Start of Selected extract

Building upon our expertise in cryocooling, cryopreservation and aqueous glass formation, we have worked with colleague Lois Pollack to demonstrate the feasibility of performing SAXS on flash-cooled protein and nucleic acid samples. Cryocooled proteins and nucleic acids can withstand doses at least two and up to five orders of magnitude larger than room temperature samples. Accurate T=100 K particle envelope reconstructions can be obtained from sample volumes as small as 15 nL, a factor of 1000 smaller than in current practice. Cryo-SAXS will thus enable structure determination of difficult-to-express proteins and biologically important, highly radiation-sensitive proteins including light-activated switches and metalloenzymes. This project is a collaboration with the group of Prof. Lois Pollack in A&EP.

Breaking the radiation damage limit with cryo-SAXS. S. P. Meisburger, M. Warkentin, H. Chen, J. B. Hopkins, R. E. Gillilan, L. Pollack and R. E. Thorne. Biophys. J. 104, 227-236 (2013)

A microfabricated fixed path length silicon sample holder enables robust background subtraction for cryoSAXS. J. B. Hopkins, A. M. Katz, S. P. Meisburger, M. A. Warkentin, R. E. Thorne, and L. Pollack. J. Appl. Cryst. 48, 227-237 (2015).

Quantifying radiation damage in biomolecular small-angle X-ray scattering. J. B. Hopkins and R. E. Thorne. J. Appl. Cryst. 49, 880-890 (2016).

Proteins are dynamic many-degree-of-freedom entities, described by a complex, multi-tiered energy lanscape, and at biological temperature existing in an ensemble of conformations. Despite this fact, 98% of protein structures are determined using cryocooled crystals. In the more than 60 year history of protein crystallography, the structures of only a handful of proteins have been determined at temperatures other than 300 and 100 K. The temperature evolution of structure - especially between T=300 and the protein-solvent glass transition near 200 K - can in principle provide insight into conformational energy landscapes, the stability of protein folds, the structure and mechanism of allosteric networks, the role of water structure and entropy, and possible mechanisms of enzymatic action. The obstacle to such studies has been ice formation, which has prevented structure determination between ~260 and ~180 K.

Using insights from our slow cooling studies, we have developed methods for full variable temperature data collection at all temperatures between T=300 K and 100 K. We have used these methods to study structure evolution near the active site in the enzyme urease, and to understand them mechanisms of radiation damage to protein crystals.

End of Selected extract

Tasks to carry out
1/ In the research summary, what range of temperatures has ice formation prevented structure determination in?
2/ Reproduce everything in the research summary from "Breaking the radiation" down to "104, 227-236 (2013)".
3/ Write what follows the last sentence of the research summary on cryo-SAXS and variable-temperature protein crystallography.

Start of Supplied data

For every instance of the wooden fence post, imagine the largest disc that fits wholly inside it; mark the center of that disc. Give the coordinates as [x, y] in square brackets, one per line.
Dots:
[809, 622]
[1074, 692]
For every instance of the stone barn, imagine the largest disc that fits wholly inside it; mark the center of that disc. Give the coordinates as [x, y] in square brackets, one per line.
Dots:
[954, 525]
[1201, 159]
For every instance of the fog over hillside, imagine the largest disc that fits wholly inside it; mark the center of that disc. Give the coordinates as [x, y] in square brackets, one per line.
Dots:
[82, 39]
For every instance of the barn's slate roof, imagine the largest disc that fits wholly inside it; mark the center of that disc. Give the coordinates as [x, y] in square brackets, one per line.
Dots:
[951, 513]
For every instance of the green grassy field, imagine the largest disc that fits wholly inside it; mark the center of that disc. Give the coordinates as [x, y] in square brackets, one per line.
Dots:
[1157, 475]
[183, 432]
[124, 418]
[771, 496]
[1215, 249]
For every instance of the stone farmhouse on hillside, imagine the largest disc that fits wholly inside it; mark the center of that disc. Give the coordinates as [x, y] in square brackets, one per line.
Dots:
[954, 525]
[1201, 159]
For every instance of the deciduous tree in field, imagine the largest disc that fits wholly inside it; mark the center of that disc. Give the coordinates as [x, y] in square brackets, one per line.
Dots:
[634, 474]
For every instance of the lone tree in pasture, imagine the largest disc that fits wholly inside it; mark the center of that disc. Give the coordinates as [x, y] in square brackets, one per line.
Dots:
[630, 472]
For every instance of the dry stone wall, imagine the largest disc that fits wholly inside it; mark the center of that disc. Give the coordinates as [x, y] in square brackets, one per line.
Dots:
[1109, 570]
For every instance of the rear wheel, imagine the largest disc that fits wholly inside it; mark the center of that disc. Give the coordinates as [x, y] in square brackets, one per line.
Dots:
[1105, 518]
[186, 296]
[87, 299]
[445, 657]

End of Supplied data
Start of Supplied data

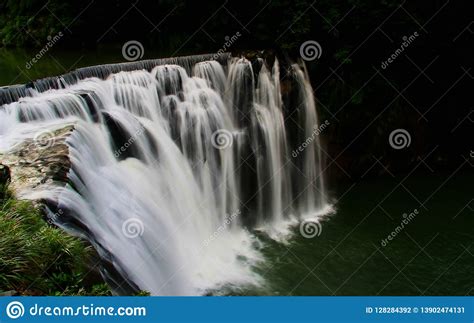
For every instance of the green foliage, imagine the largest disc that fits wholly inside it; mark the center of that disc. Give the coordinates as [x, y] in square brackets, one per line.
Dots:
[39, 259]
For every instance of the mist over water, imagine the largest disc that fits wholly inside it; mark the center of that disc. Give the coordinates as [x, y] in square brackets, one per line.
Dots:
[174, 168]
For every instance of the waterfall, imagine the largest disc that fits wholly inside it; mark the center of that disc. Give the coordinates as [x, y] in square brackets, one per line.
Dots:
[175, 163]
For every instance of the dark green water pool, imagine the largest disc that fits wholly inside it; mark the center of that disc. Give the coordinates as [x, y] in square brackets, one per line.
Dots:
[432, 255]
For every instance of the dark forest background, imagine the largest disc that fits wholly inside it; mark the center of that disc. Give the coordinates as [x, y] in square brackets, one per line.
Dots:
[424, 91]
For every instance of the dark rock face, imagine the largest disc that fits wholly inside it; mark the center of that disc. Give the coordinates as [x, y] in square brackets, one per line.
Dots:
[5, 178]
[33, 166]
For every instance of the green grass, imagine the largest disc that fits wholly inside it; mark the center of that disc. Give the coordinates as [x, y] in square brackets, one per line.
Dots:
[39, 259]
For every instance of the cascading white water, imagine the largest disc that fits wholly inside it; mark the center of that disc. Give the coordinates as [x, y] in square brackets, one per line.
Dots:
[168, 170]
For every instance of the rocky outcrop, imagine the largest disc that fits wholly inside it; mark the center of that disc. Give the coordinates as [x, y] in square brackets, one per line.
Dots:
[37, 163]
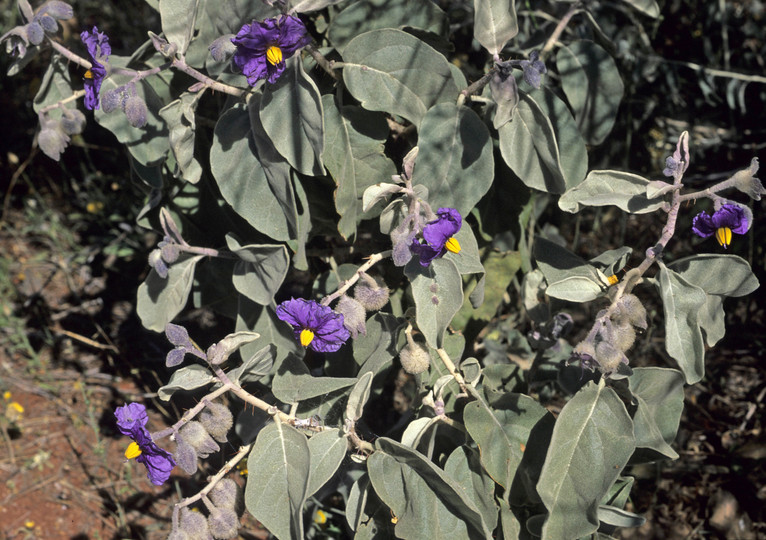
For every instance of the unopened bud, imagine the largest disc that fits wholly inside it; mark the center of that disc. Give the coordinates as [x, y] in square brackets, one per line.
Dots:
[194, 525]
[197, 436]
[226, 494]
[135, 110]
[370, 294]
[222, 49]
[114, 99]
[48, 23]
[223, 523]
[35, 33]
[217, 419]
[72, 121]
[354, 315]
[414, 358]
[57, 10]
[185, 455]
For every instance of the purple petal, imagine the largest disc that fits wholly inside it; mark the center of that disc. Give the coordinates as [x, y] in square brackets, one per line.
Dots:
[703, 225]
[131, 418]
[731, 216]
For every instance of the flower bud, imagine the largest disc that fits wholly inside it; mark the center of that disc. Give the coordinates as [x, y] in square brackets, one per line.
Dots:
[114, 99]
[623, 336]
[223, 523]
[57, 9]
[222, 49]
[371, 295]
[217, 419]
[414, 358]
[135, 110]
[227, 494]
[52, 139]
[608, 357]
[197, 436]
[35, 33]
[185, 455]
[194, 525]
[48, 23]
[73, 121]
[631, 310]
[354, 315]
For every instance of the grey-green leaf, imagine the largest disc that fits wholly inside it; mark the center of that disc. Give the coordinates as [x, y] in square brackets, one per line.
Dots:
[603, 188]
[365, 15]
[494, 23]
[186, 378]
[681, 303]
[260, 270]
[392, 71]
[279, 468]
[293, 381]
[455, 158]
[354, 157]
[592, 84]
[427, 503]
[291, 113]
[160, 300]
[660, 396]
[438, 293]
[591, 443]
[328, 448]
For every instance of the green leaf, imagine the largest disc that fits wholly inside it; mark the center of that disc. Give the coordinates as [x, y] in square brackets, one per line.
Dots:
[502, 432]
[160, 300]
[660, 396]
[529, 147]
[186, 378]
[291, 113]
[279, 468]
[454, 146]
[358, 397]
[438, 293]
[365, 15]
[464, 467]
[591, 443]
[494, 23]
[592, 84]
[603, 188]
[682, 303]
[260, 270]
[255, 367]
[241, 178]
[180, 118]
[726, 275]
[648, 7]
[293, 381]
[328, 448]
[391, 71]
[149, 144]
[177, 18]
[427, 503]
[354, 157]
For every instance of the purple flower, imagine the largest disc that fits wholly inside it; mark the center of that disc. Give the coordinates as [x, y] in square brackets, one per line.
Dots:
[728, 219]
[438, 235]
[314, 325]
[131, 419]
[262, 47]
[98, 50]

End of Supplied data
Start of Supplied data

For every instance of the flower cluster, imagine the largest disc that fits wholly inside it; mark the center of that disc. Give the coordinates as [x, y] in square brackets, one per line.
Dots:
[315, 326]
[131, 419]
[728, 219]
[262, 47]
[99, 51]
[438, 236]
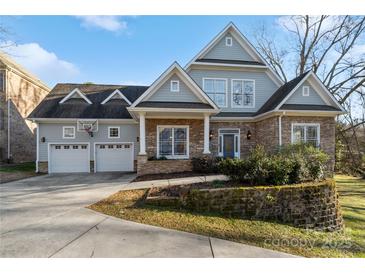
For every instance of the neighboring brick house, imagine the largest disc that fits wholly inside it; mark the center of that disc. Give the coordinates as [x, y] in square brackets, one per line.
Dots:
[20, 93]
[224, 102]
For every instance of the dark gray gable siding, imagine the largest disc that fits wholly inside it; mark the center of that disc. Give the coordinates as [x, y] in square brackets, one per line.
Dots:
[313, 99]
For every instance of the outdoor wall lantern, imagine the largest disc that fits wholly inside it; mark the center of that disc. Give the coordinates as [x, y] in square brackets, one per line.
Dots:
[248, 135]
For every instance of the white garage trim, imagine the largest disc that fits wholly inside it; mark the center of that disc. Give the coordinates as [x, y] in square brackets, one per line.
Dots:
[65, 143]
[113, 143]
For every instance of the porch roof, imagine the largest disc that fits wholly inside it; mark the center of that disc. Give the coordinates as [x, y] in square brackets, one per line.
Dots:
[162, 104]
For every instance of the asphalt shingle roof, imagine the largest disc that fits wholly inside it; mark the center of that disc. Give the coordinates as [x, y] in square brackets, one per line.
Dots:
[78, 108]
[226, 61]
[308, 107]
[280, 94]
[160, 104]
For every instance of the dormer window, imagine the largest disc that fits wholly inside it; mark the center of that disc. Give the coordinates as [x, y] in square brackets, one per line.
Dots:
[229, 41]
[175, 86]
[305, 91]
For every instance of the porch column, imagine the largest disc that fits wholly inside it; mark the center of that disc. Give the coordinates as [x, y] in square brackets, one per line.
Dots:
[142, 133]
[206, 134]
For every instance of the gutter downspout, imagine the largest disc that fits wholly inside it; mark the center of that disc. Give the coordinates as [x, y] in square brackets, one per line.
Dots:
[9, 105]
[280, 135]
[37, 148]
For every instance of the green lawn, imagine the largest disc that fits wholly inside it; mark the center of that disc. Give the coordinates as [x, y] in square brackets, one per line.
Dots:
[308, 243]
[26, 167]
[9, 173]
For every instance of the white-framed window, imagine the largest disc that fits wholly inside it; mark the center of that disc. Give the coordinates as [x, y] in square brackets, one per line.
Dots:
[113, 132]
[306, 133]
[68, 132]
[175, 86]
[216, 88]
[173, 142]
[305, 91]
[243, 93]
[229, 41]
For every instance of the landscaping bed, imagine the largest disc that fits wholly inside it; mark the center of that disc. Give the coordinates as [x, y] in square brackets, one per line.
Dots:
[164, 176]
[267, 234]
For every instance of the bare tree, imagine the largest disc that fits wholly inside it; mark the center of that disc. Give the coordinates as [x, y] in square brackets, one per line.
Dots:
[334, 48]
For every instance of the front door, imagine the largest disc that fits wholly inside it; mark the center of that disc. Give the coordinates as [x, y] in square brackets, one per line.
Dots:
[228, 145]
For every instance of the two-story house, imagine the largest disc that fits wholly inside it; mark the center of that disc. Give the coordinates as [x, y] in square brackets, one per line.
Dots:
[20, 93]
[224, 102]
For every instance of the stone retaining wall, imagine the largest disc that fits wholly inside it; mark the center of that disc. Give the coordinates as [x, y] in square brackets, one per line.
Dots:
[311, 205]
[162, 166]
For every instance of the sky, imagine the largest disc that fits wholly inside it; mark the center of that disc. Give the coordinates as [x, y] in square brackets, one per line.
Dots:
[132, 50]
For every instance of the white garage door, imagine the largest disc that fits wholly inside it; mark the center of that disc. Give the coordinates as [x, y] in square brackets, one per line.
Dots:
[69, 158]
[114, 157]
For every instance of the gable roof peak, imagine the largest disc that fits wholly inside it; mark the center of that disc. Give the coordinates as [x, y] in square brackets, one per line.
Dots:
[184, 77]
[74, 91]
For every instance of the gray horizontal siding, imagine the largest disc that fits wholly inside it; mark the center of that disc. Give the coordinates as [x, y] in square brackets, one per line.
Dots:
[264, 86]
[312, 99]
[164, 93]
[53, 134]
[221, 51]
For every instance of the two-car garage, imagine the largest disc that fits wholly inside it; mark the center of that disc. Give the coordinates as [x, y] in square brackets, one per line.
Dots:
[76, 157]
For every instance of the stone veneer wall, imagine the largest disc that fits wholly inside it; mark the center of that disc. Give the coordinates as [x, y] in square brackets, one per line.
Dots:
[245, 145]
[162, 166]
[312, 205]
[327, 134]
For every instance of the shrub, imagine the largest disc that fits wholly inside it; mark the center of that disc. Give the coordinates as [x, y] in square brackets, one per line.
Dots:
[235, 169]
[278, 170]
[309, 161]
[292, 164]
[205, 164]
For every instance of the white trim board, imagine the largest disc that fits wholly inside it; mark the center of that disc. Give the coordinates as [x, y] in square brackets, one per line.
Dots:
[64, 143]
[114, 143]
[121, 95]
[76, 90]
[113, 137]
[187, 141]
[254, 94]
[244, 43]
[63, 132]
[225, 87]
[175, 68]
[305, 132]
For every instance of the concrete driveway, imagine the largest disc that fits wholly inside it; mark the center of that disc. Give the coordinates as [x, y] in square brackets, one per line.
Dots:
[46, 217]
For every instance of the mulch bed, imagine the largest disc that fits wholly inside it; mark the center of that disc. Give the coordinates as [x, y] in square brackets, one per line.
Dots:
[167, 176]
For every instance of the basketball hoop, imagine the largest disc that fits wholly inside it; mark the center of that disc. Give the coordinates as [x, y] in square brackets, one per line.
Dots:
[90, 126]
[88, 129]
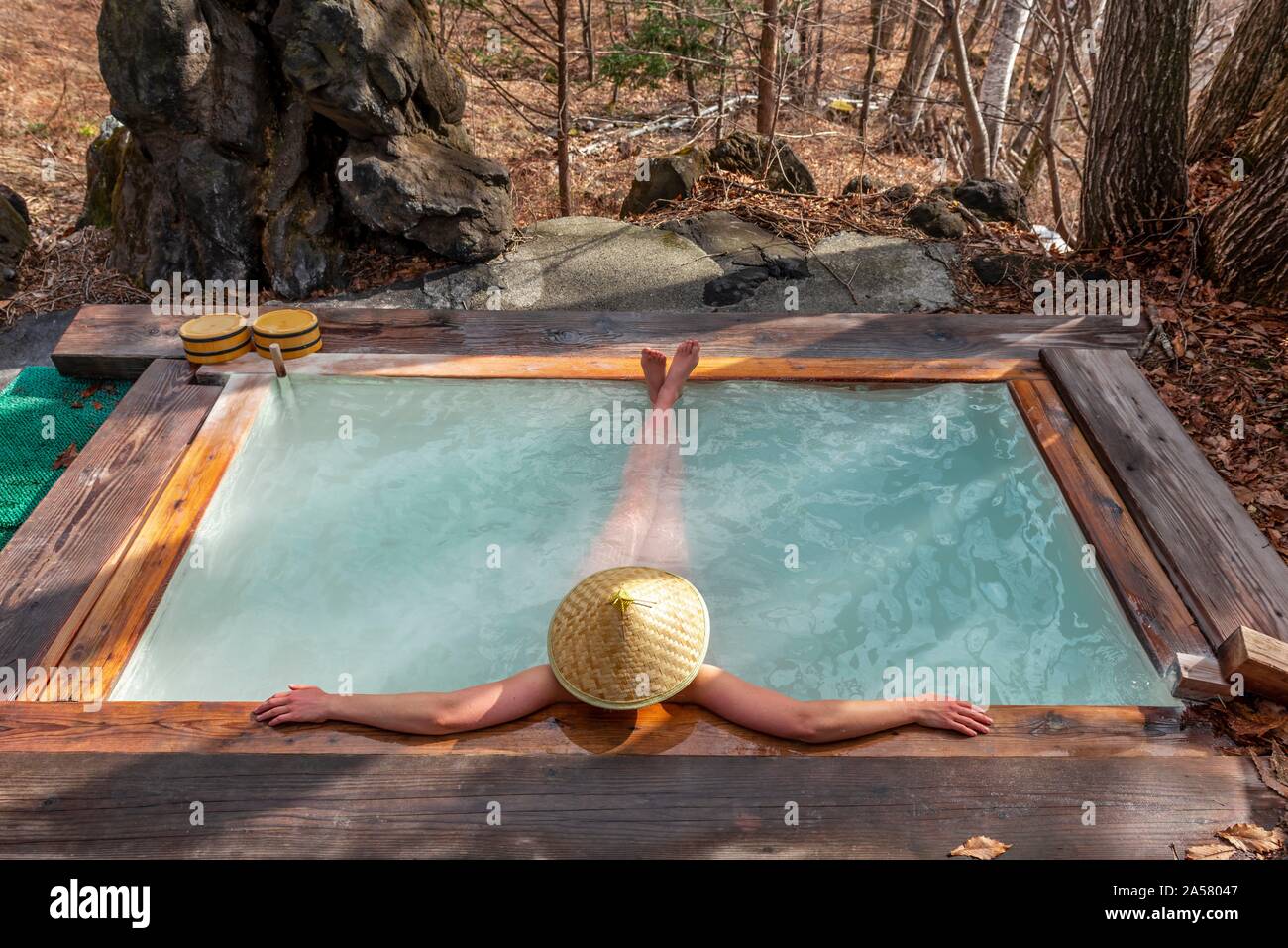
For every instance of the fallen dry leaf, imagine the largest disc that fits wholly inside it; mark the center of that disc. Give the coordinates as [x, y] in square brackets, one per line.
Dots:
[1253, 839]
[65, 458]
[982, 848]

End of Supplied data

Set of answers
1/ Between about 260 K and about 180 K.

2/
Breaking the radiation damage limit with cryo-SAXS. S. P. Meisburger, M. Warkentin, H. Chen, J. B. Hopkins, R. E. Gillilan, L. Pollack and R. E. Thorne. Biophys. J. 104, 227-236 (2013)

3/
Glass transition in thaumatin crystals revealed through temperature dependent radiation sensitivity measurements. M. Warkentin and R. E. Thorne, Acta Cryst. D 66, 1092-1100 (2010).

Dark progression reveals slow timescales for radiation damage between T=180 and 240 K. M. Warkentin, R. Badeau, J. Hopkins and R. E. Thorne, Acta Cryst. D 67, 792-803 (2011).

Spatial distribution of radiation damage to crystalline proteins at 25 to 300 K. M. Warkentin, R. Badeau, J. B. Hopkins and R. E. Thorne, Acta Cryst. D68, 1108-1117 (2012).

In serial crystallography at X-ray free-electron laser (XFEL) sources, a single frame of diffraction data is collected from each of an enormous number of small crystals, and then these frames are merged to yield a complete data set sufficient for biomolecular structure determination. Methods, hardware, and software have evolved rapidly in the last decade. However, XFEL-based approaches are only suitable for proteins that can be be produced in large quantities and that form suitably monodisperse crystals. Serial crystallography at synchrotron sources can be orders of magnitude more sample efficient, and can use diverse crystals generated in routine crystallization experiments. My company, working with CHESS staff scientists and other Cornell researchers, has been developing improved methods and tools for serial data collection at synchrotrons.

Integrated sample handling and mounting system for fixed-target serial synchrotron crystallography," G. Illava, R. Jayne, A. D. Finke, D. Closs, W. Zeng, S. K. Milano, Q. Huang, I. Kriksunov, P. Sidorenko, F. W. Wise, W. R. Zipfel, B. A. Apker, and R. E. Thorne. Acta Cryst. D 77, 628-644 (2021).